■ STATED GOAL: In the part of the material that opens with the line containing "Annotation guideline: every instance of the pot" and runs through the end of the material, swap "pot handle" for "pan handle" and write out only those lines, with everything else left unchanged.

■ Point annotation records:
──────────────────────────────
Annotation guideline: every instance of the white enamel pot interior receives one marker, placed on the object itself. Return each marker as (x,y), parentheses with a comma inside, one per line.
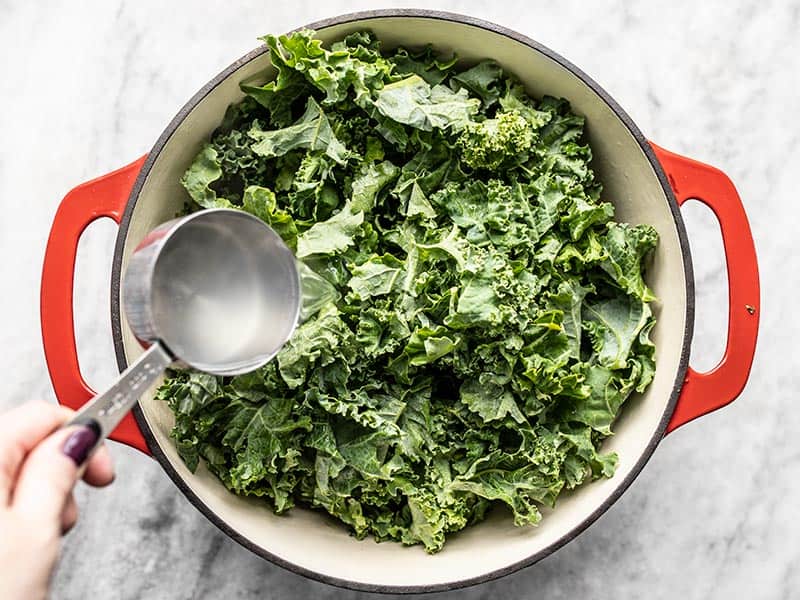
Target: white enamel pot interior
(316,546)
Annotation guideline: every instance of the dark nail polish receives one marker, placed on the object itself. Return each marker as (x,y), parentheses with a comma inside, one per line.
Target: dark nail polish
(79,444)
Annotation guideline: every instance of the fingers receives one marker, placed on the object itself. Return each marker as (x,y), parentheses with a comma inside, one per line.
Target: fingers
(48,475)
(69,516)
(100,469)
(21,429)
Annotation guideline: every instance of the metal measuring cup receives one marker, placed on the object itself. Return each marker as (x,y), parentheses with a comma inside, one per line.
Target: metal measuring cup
(217,290)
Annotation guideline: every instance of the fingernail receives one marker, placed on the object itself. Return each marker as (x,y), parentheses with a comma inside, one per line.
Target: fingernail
(79,444)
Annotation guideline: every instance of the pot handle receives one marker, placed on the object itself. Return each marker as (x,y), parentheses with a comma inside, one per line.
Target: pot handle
(703,393)
(105,196)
──────────────────────────────
■ TASK ANSWER:
Annotation guideline: every instance of the pan handle receives one marker, placed on the object itself. Return each marker as (x,y), parentheses with a comma inside, one per line.
Target: pan handle
(703,393)
(105,196)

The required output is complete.